## Page excerpt
•••
Using Experimental Evolution to Study Temporal Responses of the Genome to Selection. Julien F. Ayroles1,2, Lawrence G. Harshman3, Jennifer Grenier2, Andrew G. Clark2. 1) OEB, Harvard, Cambridge, MA; 2) MBG, Cornell, Ithaca, NY; 3) School of Biological Sciences, Univ. of Nebraska, Lincoln, NE.

   For nearly a century, experimental evolution has been a favorite tool of biologists seeking to test evolutionary models. By coupling this approach with DNA sequencing, we can obtain a detailed view of the dynamics of evolutionary change. For example, how acccurately does the Wright-Fisher model capture the true variability in evolutionary trajectories of neutral alleles? How similar are the trajectories of selected alleles across replicates? To address these questions, we used a bulk segregant analysis to describe standing genetic variation associated with starvation resistance in a base population. Using next generation sequencing of DNA pools drawn from these starvation selection experiments, we quantified allele frequency dynamics over 15 generations for every segregating nucleotide in the genome in 4 selected and 4 control lines. We observed a strong phenotypic response associated with changes in allele frequency at hundreds of loci. Here, we present a novel analytical framework using methods borrowed from signal processing theory that enables the description not only of changes in allele frequency at individual loci, but also the covariance of allele frequency dynamics across linked sites. From the covariance matrix of allele frequency changes we assembled genetic networks for the selection response, highlighting the importance of non-additive effects in shaping evolutionary trajectories. Our analysis yields a fit to quantitative models for the temporal dynamics of genome-wide allele frequency changes across discrete generations, and the observed over-dispersion compared to Wright-Fisher provides an improved null model for assessment of the impact of selection on the genome.
•••
Stored entries
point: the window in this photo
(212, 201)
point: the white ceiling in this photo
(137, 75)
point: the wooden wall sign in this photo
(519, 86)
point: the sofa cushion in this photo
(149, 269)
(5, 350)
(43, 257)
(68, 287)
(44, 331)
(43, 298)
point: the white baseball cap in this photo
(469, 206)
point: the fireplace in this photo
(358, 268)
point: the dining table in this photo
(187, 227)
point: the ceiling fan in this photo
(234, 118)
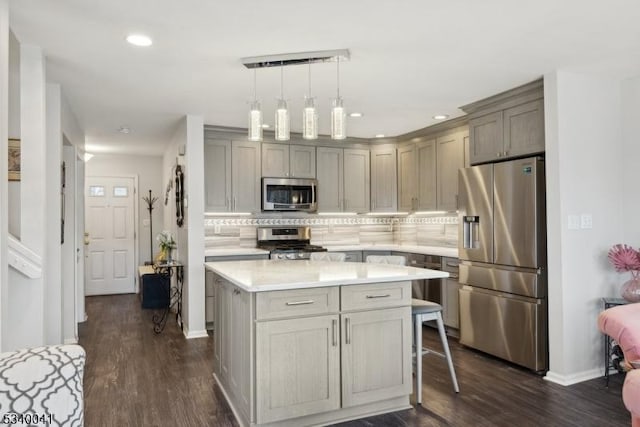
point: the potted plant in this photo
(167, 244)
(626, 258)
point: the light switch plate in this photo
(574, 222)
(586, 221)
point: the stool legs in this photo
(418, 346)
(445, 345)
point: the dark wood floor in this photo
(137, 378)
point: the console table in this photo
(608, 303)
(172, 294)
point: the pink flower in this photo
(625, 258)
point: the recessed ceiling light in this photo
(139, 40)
•••
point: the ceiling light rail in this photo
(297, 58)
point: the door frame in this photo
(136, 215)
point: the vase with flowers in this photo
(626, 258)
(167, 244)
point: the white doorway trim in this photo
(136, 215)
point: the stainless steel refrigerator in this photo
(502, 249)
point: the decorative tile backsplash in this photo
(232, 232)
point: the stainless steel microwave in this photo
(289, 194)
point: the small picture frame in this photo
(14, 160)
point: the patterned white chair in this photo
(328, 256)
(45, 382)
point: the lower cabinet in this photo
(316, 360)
•••
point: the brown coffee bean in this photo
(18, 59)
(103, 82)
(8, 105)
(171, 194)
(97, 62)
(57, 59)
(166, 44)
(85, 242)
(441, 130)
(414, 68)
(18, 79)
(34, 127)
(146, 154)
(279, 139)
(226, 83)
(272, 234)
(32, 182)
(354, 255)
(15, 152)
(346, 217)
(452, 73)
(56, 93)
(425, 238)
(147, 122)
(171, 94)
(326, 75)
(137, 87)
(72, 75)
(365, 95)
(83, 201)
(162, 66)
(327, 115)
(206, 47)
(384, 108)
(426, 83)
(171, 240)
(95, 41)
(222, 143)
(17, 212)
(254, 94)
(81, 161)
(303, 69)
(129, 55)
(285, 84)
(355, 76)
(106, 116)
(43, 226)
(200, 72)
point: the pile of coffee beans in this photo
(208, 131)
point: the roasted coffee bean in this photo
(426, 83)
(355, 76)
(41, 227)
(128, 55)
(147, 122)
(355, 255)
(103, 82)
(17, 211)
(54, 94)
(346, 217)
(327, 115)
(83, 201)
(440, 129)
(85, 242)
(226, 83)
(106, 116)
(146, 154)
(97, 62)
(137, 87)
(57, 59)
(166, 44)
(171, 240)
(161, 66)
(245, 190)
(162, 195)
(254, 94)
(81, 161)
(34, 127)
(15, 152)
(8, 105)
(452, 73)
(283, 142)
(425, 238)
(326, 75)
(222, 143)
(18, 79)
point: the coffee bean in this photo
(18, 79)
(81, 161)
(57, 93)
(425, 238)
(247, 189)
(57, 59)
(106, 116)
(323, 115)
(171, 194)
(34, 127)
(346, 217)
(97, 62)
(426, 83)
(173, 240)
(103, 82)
•••
## Task goal
Answer these questions using the abstract on experimental evolution, numbering your answers to match:
1. With what trait was the standing genetic variation described by the bulk segregant analysis associated?
2. Over how many generations were allele frequency dynamics quantified, and in how many selected and control lines?
3. From what field were the methods in the novel analytical framework borrowed?
The data above are separate material, distinct from the abstract on experimental evolution.

## Your response
1. Starvation resistance.
2. Over 15 generations, in 4 selected and 4 control lines.
3. Signal processing theory.